Given text
-*-*-

360. Memorandum From the Executive Secretary of the Department of State (Eliot) to the President’s Assistant for National Security Affairs (Kissinger)1
- French Desire to Sell Transistor Technology to Poland
In your conversation with Foreign Minister Schumann he referred to problems France has had with COCOM over the sale of strategic materials and technology to Eastern Europe.2 He noted that the French Government is currently considering a proposed transaction with Poland whereby licenses would be sold to Poland for technology to manufacture silicon transistors (the transaction would also include integrated [Page 908]circuit technology). France did not wish to proceed without COCOM approval for the sale and US support, which he hoped would be forthcoming through bilateral discussions with us at the expert level.
The French first mentioned the possibility of this sale in conversations with us in February.3 At that time and in subsequent conversations Ambassador Shriver and Embassy officers have had with Foreign Ministry officials, the French were urged to submit the case to the Coordinating Committee with full technical information about the equipment and technology involved. Such detailed information would permit the US Government and the Governments of other participating countries to give thorough consideration to the French request.
The French were told, however, that the US Government has always denied applications from US firms to export transistor and integrated circuit technology to Poland and other Eastern European countries. US intelligence estimates indicate that the West is well ahead of the Soviets and the other Eastern Europeans in both technology and manufacturing knowhow with respect to silicon transistors and integrated circuits. Since these items are used in the manufacture of advanced communications equipment and computers, they are in the US view among the more critical areas of the COCOM embargo.
There have been several instances in which France has been anxious to export to Eastern Europe equipment or technology which had originally been included in the COCOM embargo list with French approval. In these cases the French had approached us seeking our support for the proposed transactions, which would then be followed by proforma approval in COCOM. Last December the French opened discussions with the US on a proposed sale of computer technology to Romania by means of a personal call by the Minister of Science on the Ambassador. The US responded by sending a high level team to discuss the matter but found the French-Romanian contracts to be advanced and apparently beyond recall. Subsequently the French proceeded with this contract without prior COCOM consultation. In 1967 the French exported computer technology to Czechoslovakia over US objections.
In the present case, French failure to deal with COCOM places the US in the difficult position of being made privy to French contracts not reported to COCOM as required by the COCOM rules. The British were especially irritated over French actions in the Romanian computer case. While the U.S. and possibly one or two other participating countries would have great difficulty in approving this transaction, no firm position can be taken until full technical information about the technology involved and the delivery schedules has been supplied and studied by us. Although the French indicated on July 5 that they would prepare a technical memorandum, which we would be willing to study even in advance of its submission to COCOM, they have not yet provided anything further to us.

-*-*-

Required task
Decide whether each statement below agrees with the memorandum, answering yes or no and quoting the words of the memorandum that settle it. 1. The US Government has approved some applications from US firms to export transistor technology to Poland. 2. In 1967 France exported computer technology to Czechoslovakia despite US objections. 3. The French have already supplied the technical memorandum they mentioned on July 5.

-*-*-

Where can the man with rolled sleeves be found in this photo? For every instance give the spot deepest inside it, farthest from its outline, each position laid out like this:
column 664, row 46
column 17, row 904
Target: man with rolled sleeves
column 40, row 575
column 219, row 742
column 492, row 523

-*-*-

Full solution
1. No: "the US Government has always denied applications from US firms to export transistor and integrated circuit technology to Poland and other Eastern European countries"
2. Yes: "In 1967 the French exported computer technology to Czechoslovakia over US objections."
3. No: "they have not yet provided anything further to us."